STORED ROWS ▸
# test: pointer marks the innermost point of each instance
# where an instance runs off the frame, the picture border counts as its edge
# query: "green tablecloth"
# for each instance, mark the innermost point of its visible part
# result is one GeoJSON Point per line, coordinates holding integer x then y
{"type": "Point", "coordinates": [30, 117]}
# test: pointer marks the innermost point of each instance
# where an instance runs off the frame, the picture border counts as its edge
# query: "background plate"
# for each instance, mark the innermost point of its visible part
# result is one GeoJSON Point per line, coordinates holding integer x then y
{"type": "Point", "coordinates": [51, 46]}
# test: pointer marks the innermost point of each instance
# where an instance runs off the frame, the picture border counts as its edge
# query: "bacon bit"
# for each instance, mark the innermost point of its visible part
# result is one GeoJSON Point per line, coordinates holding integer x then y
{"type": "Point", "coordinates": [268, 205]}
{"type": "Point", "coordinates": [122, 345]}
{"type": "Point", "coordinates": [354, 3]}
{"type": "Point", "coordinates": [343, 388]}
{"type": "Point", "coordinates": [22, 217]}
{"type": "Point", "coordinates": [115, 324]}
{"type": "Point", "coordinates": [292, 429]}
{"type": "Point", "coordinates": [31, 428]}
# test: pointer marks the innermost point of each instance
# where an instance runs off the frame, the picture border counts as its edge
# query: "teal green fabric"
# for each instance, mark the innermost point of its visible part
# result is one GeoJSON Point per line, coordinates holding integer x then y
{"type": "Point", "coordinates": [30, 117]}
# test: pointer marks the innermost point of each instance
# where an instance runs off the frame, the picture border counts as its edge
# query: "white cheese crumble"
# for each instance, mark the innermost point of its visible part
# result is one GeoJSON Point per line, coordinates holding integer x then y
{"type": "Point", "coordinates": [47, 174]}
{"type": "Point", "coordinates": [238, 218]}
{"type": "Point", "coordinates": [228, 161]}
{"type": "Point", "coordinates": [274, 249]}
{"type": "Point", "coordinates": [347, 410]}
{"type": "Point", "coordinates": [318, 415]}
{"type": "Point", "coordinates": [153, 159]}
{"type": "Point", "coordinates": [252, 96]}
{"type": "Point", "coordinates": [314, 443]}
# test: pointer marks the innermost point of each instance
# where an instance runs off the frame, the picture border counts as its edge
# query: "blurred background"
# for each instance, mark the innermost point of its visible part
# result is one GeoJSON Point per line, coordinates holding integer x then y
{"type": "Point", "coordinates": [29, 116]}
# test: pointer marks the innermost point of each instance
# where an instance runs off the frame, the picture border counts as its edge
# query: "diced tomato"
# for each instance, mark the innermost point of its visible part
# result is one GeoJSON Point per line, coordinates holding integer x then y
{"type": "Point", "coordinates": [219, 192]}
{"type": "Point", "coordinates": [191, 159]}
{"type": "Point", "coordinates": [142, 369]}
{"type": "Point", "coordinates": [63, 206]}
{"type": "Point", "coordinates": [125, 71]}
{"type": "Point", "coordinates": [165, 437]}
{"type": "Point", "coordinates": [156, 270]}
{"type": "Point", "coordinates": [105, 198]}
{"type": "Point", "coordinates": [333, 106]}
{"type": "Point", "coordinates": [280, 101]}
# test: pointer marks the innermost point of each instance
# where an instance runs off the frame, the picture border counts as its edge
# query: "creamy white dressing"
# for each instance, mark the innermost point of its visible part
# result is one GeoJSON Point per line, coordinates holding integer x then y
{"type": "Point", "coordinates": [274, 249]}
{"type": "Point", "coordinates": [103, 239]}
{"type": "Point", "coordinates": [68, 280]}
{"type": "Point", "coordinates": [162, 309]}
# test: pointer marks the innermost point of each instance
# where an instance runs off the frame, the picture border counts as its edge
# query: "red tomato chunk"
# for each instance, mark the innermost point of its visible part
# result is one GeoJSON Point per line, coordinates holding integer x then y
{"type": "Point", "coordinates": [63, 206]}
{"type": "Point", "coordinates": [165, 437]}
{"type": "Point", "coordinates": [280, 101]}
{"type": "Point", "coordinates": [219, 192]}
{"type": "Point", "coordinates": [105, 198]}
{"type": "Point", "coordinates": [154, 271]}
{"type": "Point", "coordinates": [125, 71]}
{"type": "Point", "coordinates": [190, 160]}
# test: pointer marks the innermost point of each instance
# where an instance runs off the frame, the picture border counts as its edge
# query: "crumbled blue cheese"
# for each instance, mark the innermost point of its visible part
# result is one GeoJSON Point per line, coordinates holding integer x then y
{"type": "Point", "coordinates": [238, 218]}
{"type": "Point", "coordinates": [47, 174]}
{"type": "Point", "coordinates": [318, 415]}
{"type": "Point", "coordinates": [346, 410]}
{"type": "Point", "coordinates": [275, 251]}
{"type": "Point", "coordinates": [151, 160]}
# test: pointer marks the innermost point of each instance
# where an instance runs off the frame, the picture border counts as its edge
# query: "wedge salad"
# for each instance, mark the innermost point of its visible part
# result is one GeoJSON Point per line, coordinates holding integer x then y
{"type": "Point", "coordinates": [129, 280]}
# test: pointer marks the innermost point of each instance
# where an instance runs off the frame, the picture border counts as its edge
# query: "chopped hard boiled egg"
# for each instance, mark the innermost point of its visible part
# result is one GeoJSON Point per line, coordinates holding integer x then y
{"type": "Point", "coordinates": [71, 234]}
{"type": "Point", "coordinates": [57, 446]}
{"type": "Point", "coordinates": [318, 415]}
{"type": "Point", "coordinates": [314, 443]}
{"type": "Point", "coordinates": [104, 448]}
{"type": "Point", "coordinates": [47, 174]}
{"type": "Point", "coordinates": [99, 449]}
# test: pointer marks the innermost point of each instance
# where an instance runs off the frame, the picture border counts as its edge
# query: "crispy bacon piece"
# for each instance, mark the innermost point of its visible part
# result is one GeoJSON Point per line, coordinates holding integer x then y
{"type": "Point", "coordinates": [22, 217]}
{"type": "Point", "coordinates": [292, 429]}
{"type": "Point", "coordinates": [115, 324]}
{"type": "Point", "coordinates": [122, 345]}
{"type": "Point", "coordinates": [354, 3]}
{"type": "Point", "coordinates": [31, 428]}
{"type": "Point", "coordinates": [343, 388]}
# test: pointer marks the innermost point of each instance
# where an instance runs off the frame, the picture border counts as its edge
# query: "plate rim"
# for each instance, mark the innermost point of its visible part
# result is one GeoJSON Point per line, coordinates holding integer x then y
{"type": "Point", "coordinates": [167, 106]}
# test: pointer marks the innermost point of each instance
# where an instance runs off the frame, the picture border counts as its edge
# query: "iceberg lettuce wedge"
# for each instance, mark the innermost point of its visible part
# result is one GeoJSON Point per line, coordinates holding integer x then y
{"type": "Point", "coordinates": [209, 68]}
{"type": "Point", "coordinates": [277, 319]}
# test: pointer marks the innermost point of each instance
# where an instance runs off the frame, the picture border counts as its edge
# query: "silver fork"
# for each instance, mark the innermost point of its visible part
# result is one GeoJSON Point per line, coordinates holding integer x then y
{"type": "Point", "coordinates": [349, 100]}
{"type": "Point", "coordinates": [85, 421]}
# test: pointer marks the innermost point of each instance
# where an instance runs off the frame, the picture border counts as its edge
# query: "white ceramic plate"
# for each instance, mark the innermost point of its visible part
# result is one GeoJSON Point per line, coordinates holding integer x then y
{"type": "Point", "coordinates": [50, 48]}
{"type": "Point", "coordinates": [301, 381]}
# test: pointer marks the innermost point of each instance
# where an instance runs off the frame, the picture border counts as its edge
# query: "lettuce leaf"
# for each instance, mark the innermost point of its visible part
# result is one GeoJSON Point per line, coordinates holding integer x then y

WHAT IS NEEDED ▸ Return every record, word for word.

CORRECT OUTPUT ▸
# test: pointer marks the innermost point of each instance
# where an instance runs off the frame, the picture border counts as its edge
# query: "green tablecloth"
# for each instance, mark the innermost point of its visible part
# result is one GeoJSON Point per line, coordinates holding integer x then y
{"type": "Point", "coordinates": [30, 117]}
# test: pointer marks the innermost point of each instance
# where an instance runs off the frame, the picture border counts as its edge
# query: "background plate"
# for each instance, mark the innermost point of its visible part
# result is one GeoJSON Point per line, coordinates holding integer x then y
{"type": "Point", "coordinates": [51, 46]}
# test: pointer marks the innermost point of each instance
# where an instance runs off the frame, the picture border counts as its edge
# query: "bacon bit"
# for each instance, mark the innermost point of its visible part
# result is one GeoJSON Point per line, coordinates holding integer x then y
{"type": "Point", "coordinates": [268, 205]}
{"type": "Point", "coordinates": [122, 345]}
{"type": "Point", "coordinates": [354, 3]}
{"type": "Point", "coordinates": [343, 388]}
{"type": "Point", "coordinates": [22, 217]}
{"type": "Point", "coordinates": [115, 324]}
{"type": "Point", "coordinates": [292, 429]}
{"type": "Point", "coordinates": [31, 428]}
# test: pointer marks the innermost point of each instance
# where an instance runs off the frame, the picture border counts as its edge
# query: "teal green fabric"
# for each instance, mark the innermost point of its visible part
# result is one GeoJSON Point per line, coordinates holding integer x then y
{"type": "Point", "coordinates": [30, 117]}
# test: pointer marks the innermost point of each instance
# where an instance runs off the frame, the picture border counts as its edge
# query: "white cheese crumble"
# for each instance, mark the innermost point of its visible part
# result is one GeoJSON Point per line, coordinates holding integer x then y
{"type": "Point", "coordinates": [47, 174]}
{"type": "Point", "coordinates": [238, 218]}
{"type": "Point", "coordinates": [228, 161]}
{"type": "Point", "coordinates": [274, 249]}
{"type": "Point", "coordinates": [347, 410]}
{"type": "Point", "coordinates": [318, 415]}
{"type": "Point", "coordinates": [153, 159]}
{"type": "Point", "coordinates": [252, 96]}
{"type": "Point", "coordinates": [314, 443]}
# test: pointer marks the innermost point of each instance
# where an instance runs off the frame, the picture border counts as its edge
# query: "blurred background"
# for each instance, mark the innermost point of its visible part
# result is one GeoJSON Point per line, coordinates holding integer x then y
{"type": "Point", "coordinates": [29, 116]}
# test: pointer marks the innermost point of each instance
# where an instance runs off the frame, the picture border counts as its edge
# query: "diced tomato"
# for each instance, mark the innermost point of its visible part
# result is one GeoJSON Point per line, coordinates holding integer x then y
{"type": "Point", "coordinates": [219, 192]}
{"type": "Point", "coordinates": [191, 159]}
{"type": "Point", "coordinates": [142, 369]}
{"type": "Point", "coordinates": [63, 206]}
{"type": "Point", "coordinates": [125, 71]}
{"type": "Point", "coordinates": [165, 437]}
{"type": "Point", "coordinates": [156, 270]}
{"type": "Point", "coordinates": [105, 198]}
{"type": "Point", "coordinates": [333, 106]}
{"type": "Point", "coordinates": [280, 101]}
# test: pointer marks the innermost point of each instance
# where an instance runs off the frame, the picture border counts as its edge
# query: "creamy white dressing"
# for each instance, mark the innermost point of its visible part
# result is one GeoJSON Point per line, coordinates holding integer x then y
{"type": "Point", "coordinates": [274, 249]}
{"type": "Point", "coordinates": [103, 239]}
{"type": "Point", "coordinates": [68, 280]}
{"type": "Point", "coordinates": [162, 309]}
# test: pointer marks the innermost point of each instance
# where an instance runs off the frame, the picture border counts as its edge
# query: "red tomato chunk"
# for each instance, mark the innermost point of its visible part
# result is one GeoJSON Point per line, coordinates holding integer x then y
{"type": "Point", "coordinates": [63, 206]}
{"type": "Point", "coordinates": [165, 437]}
{"type": "Point", "coordinates": [280, 101]}
{"type": "Point", "coordinates": [219, 192]}
{"type": "Point", "coordinates": [105, 198]}
{"type": "Point", "coordinates": [154, 271]}
{"type": "Point", "coordinates": [125, 71]}
{"type": "Point", "coordinates": [190, 160]}
# test: pointer marks the innermost point of each instance
# where an instance runs off the frame, the picture border counts as its edge
# query: "crumbled blue cheese"
# for each instance, mark the innermost point of its visible part
# result is one GeoJSON Point per line, coordinates holding integer x then y
{"type": "Point", "coordinates": [238, 218]}
{"type": "Point", "coordinates": [47, 174]}
{"type": "Point", "coordinates": [318, 415]}
{"type": "Point", "coordinates": [346, 410]}
{"type": "Point", "coordinates": [275, 251]}
{"type": "Point", "coordinates": [151, 160]}
# test: pointer marks the innermost point of each instance
# where an instance runs off the frame, the picture border counts as its edge
# query: "wedge salad"
# for each instance, mark the innermost point of its visible part
# result is one GeoJSON Point per line, coordinates holding integer x then y
{"type": "Point", "coordinates": [129, 280]}
# test: pointer marks the innermost point of each instance
# where an instance runs off the frame, the picture border counts as its edge
# query: "chopped hard boiled egg"
# for each instance, mark the innermost point of its visible part
# result is one GeoJSON Point per line, coordinates holding integer x then y
{"type": "Point", "coordinates": [71, 234]}
{"type": "Point", "coordinates": [57, 446]}
{"type": "Point", "coordinates": [318, 415]}
{"type": "Point", "coordinates": [314, 443]}
{"type": "Point", "coordinates": [104, 448]}
{"type": "Point", "coordinates": [47, 174]}
{"type": "Point", "coordinates": [99, 449]}
# test: pointer marks the innermost point of each instance
# where an instance runs off the frame, the picture border counts as its edge
# query: "crispy bacon piece"
# for each instance, mark the innermost point of its visible part
# result is one GeoJSON Point per line, coordinates holding integer x then y
{"type": "Point", "coordinates": [22, 217]}
{"type": "Point", "coordinates": [292, 429]}
{"type": "Point", "coordinates": [115, 324]}
{"type": "Point", "coordinates": [122, 345]}
{"type": "Point", "coordinates": [354, 3]}
{"type": "Point", "coordinates": [31, 428]}
{"type": "Point", "coordinates": [343, 388]}
# test: pointer marks the innermost point of each instance
# where an instance runs off the frame, the picture border counts as its edge
# query: "plate rim"
# for each instance, mark the innermost point of its visible part
# result is one GeoJSON Point per line, coordinates holding integer x then y
{"type": "Point", "coordinates": [167, 106]}
# test: pointer marks the innermost point of each instance
# where an instance runs off the frame, the picture border counts as its edge
# query: "iceberg lettuce wedge"
# for each instance, mark the innermost point of its visible part
# result is one GeoJSON Point per line, coordinates holding integer x then y
{"type": "Point", "coordinates": [209, 68]}
{"type": "Point", "coordinates": [277, 319]}
# test: pointer marks the innermost point of each instance
# where an instance runs off the frame, the picture border counts as its edge
# query: "silver fork"
# for each instance, mark the innermost point of its visible part
# result is one GeoJSON Point per line, coordinates holding integer x then y
{"type": "Point", "coordinates": [349, 100]}
{"type": "Point", "coordinates": [85, 421]}
# test: pointer marks the innermost point of each instance
# where an instance runs off the frame, the picture border counts as its edge
# query: "white ceramic plate"
# for each instance, mark the innermost point of its visible part
# result is one GeoJSON Point per line, coordinates holding integer x then y
{"type": "Point", "coordinates": [50, 48]}
{"type": "Point", "coordinates": [301, 381]}
# test: pointer marks the innermost point of each instance
# where an instance runs off the frame, the picture border counts as its edge
# query: "lettuce leaf"
# for each instance, mark the innermost point of its visible part
# result is one GeoJSON Point per line, coordinates holding integer x then y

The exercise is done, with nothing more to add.